Exactly reproduce all the records, keeping pictures out of the copy.
--- begin Exercise material ---
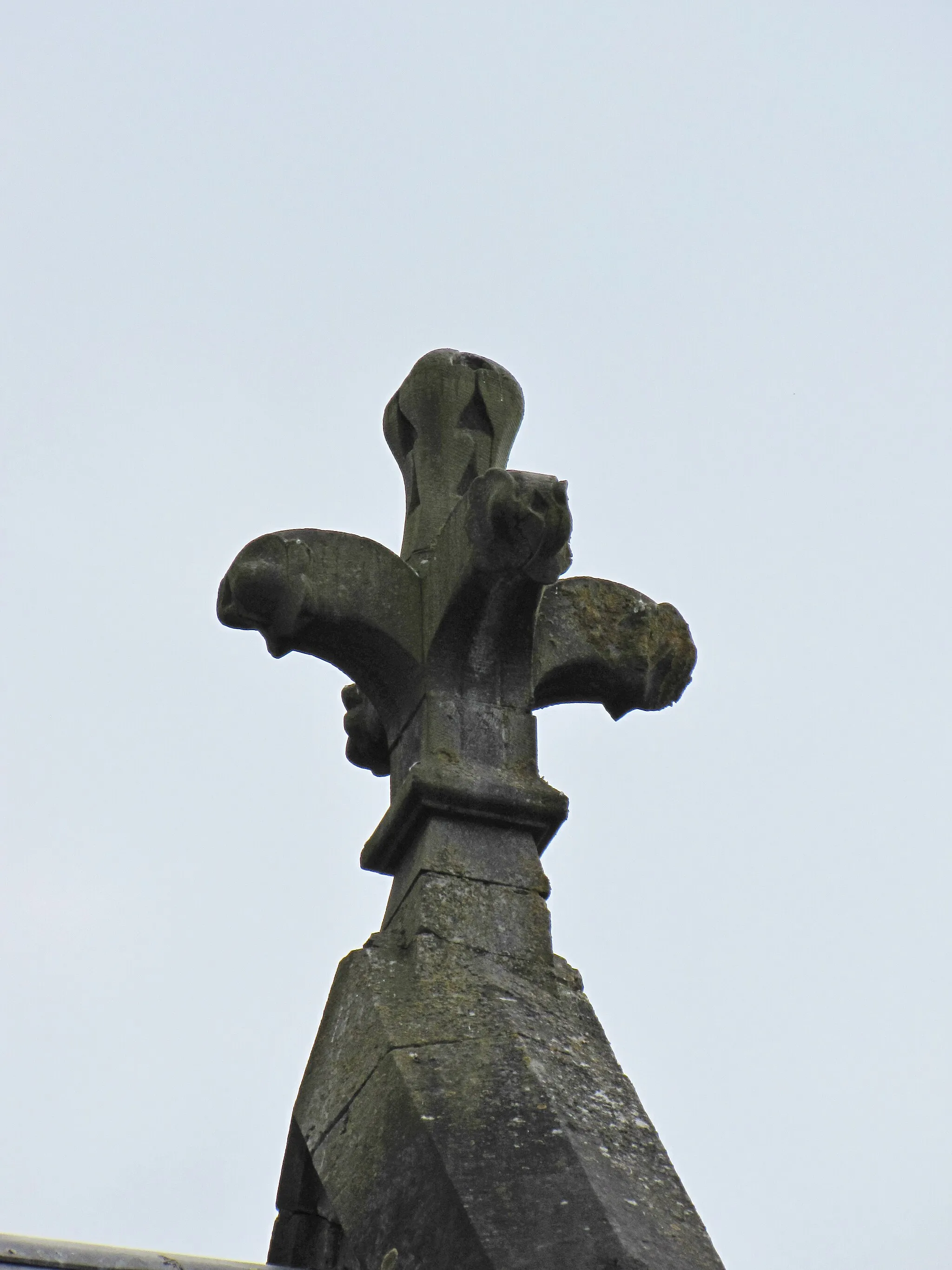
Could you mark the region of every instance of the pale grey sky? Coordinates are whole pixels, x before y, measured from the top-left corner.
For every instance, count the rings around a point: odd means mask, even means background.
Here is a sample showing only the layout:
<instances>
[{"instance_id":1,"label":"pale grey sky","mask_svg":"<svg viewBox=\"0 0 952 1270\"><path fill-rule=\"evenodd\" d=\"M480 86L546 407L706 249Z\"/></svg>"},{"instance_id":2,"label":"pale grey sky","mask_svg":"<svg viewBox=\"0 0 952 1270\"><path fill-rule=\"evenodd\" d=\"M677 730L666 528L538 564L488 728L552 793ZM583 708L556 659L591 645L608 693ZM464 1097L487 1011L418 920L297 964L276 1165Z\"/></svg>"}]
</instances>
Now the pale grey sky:
<instances>
[{"instance_id":1,"label":"pale grey sky","mask_svg":"<svg viewBox=\"0 0 952 1270\"><path fill-rule=\"evenodd\" d=\"M699 648L543 864L729 1270L948 1270L948 5L8 0L0 93L0 1229L264 1257L386 787L216 587L399 546L453 345Z\"/></svg>"}]
</instances>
--- end Exercise material ---
## Solved problem
Could you mark the region of every instance of the pale grey sky? Coordinates are whole pixels, x before y, measured from the top-left corner.
For every instance, count the rings around a point: odd means mask, even means background.
Here is a sample showing only the layout:
<instances>
[{"instance_id":1,"label":"pale grey sky","mask_svg":"<svg viewBox=\"0 0 952 1270\"><path fill-rule=\"evenodd\" d=\"M480 86L546 407L706 249Z\"/></svg>"},{"instance_id":2,"label":"pale grey sky","mask_svg":"<svg viewBox=\"0 0 952 1270\"><path fill-rule=\"evenodd\" d=\"M677 730L666 528L538 564L488 728L552 793ZM583 708L556 659L591 645L608 693ZM464 1097L487 1011L418 920L297 964L276 1165Z\"/></svg>"}]
</instances>
Now the pale grey sky:
<instances>
[{"instance_id":1,"label":"pale grey sky","mask_svg":"<svg viewBox=\"0 0 952 1270\"><path fill-rule=\"evenodd\" d=\"M699 648L543 864L729 1270L948 1270L948 5L8 0L0 93L0 1229L264 1257L386 787L216 587L399 546L453 345Z\"/></svg>"}]
</instances>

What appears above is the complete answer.